GOAL 1 - Translate this sentence from the passage on transmission valves into Spanish: "The 3-4 capacity valve 145 is provided for moderating the shock arising on the occasion of the shift-up to the fourth speed from the third speed."
GOAL 2 - Carry on the passage on transmission valves past its last sentence, keeping its technical style.

— begin PASSAGE SHOWN —

The 2-3 timing valve 143 is operative to control the timing of the 
engagement of the fourth clutch device 27 in response to the throttle 
opening degree, so as to moderate the shock which is caused on the 
occasion on the speed change and unable to be moderated by the servo 
control valve 142. In fact, in the event of such a shift-up to the third 
speed from the second speed as arising when the throttle is returned 
quickly to reduce is opening degree at a relatively small opening degree, 
a quick engagement of the fourth clutch device 27 would give rise to a 
shock. In view of this, the 2-3 timing valve 143 is arranged for 
controlling the fourth clutch device 27 to have a relatively long engaging 
time when the throttle opening degree is small and a relatively short 
engaging time when the throttle opening degree is large. 
The 3-4 capacity valve 145 is provided for moderating the shock arising on 
the occasion of the shift-up to the fourth speed from the third speed. 
When the operation oil in the 3-4 shift valve 130 is drained through the 
solenoid valve 130b which is energized so that the 3-4 shift valve 130 is 
shifted to the 4the shift position from the 3rd shift position and 
therefore the operation oil in the second clutch device 21 is drained 
through the N-D accumulator 144, the neutral valve 160 and the 3-4 shift 
valve 130 and the operation oil in the releasing chamber 23b of the 
hydraulic servo control device 23A is drained through the orifice or the 
3-4 capacity valve 145 and the 3-4 shift valve 130. The drain of the 
operation oil from the releasing chamber 23b of the hydraulic servo 
control device 23A is controlled by the 3-4 capacity valve 145 so that the 
above mentioned shock is moderated. In the 3-4 capacity valve 145, a spool 
is placed at such a position as shown in FIG. 2 to connect a line l.sub.1 
with a line l.sub.2 at the beginning of a period of the drain of the 
operation oil from the releasing chamber 23b because the hydraulic 
pressure of the operation oil drained from the second clutch device 21 is 
still relatively large and accordingly the hydraulic pressure acting upon 
the 3-4 capacity valve 145 is kept relatively large. Therefore, the 
operation oil from the releasing chamber 23b is drained through the 3-4 
capacity valve 145. Then, when the drain of the operation oil from the 
releasing chamber 23b is advanced to a certain degree, the spool in the 
3-4 capacity valve 145 is moved to the left in the drawing to disconnect 
the line l.sub.1 from the line l.sub.2 and accordingly the operation oil 
from the releasing chamber 23b is drained through an orifice. Under such a 
control by the 3-4 capacity valve 145, the hydraulic pressure in the 
releasing chamber 23b of the hydraulic servo control device 23A is reduced 
rapidly at the beginning of the period of the drain of the operation oil 
from the releasing chamber 23b and then further reduced gradually during 
that period of the drain. Consequently, the first brake device 23 is 
controlled by the hydraulic servo control device 23A to have has a 
relatively long engaging time, so that the shock resulting from the 
engagement of the first brake device 23 is moderated. 
A 3-2 capacity valve 149 and a 3-2 timing valve 150 are provided for 
moderating the shock arising on the occasion of the shift-down to the 
second speed from the third speed in response to the throttle opening 
degree. In the 3-2 capacity valve 149, the hydraulic pressure from the 
throttle modulator valve 147 is applied to act against the total amount of 
the hydraulic pressure produced by a spring contained in the 3-2 capacity 
valve 149 and the hydraulic pressure of the drain of the operation oil 
from the releasing chamber 23b of the hydraulic servo control device 23A.

— end PASSAGE SHOWN —
— begin PROVIDED INFORMATION —

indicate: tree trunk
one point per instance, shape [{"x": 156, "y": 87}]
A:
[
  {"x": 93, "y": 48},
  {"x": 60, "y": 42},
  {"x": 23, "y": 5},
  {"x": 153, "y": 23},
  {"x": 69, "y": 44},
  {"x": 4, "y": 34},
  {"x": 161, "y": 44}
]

— end PROVIDED INFORMATION —

OUTPUT 1 - La válvula de capacidad 3-4 145 está prevista para atenuar el choque que se produce con ocasión del cambio ascendente de la tercera a la cuarta velocidad.

OUTPUT 2 -
Therefore, the drain of the operation oil from the releasing chamber 23b 
of the hydraulic servo control device 23A is controlled by the 3-2 
capacity valve 149 in such a manner that the operation oil from the 
releasing chamber 23b is drained through the 3-2 capacity valve 149 at the 
beginning of the period of the drain of the operation oil from the 
releasing chamber 23b and then further drained through an orifice. The 
operation oil drained from the 3-2 capacity valve 149 is controlled 
through the 3-2 timing valve 150 by the 2-3 shift valve 120. 
In the 3-2 timing valve 150, the hydraulic pressure from the throttle 
modulator valve 147 acts against the hydraulic pressure produced by a 
spring contained in the 3-2 timing valve 150. The operation oil having 
passed through or bypassed the 3-2 capacity valve 149 is drained through 
an orifice when the hydraulic pressure from the throttle modulator valve 
147 is higher than the hydraulic pressure produced by the spring contained 
in the 3-2 timing valve 150 and drained through the 3-2 timing valve 150 
when the hydraulic pressure from the throttle modulator valve 147 is equal 
to or lower than the hydraulic pressure produced by the spring contained 
in the 3-2 timing valve 150. In the situation wherein the hydraulic 
pressure from the throttle modulator valve 147 is higher than the 
hydraulic pressure produced by the spring contained in the 3-2 timing 
valve 150 and therefore the operation oil passes through the orifice, the 
operation oil from the releasing chamber 23b of the hydraulic servo 
control device 23A is drained gradually through the orifice. As a result, 
the first brake device 23 is controlled to have has a relatively long 
engaging time, so that the shock resulting from the engagement of the 
first brake device 23 is moderated. 
The operation of each of the solenoid valves 110b, 120b and 130b are 
controlled by a controller 200 which is constituted with, for example, a 
microcomputer, in response to at least one of the operating condition of 
the engine and the travelling condition of the vehicle. The controller 200 
is supplied with a turbine speed signal St obtained from a turbine speed 
sensor, throttle opening degree signal Sh obtained from a throttle sensor, 
shift position signal Sr obtained from a shift position sensor, and a 
vehicle speed signal Ss obtained from a speed sensor, to produces shift-up 
and shift-down signals selectively based on the signals St, Sh, Sr and Ss 
and forwards the shift-up or shift-down signal to the solenoid valves 
110b, 120b and 130b when the speed change is carried out.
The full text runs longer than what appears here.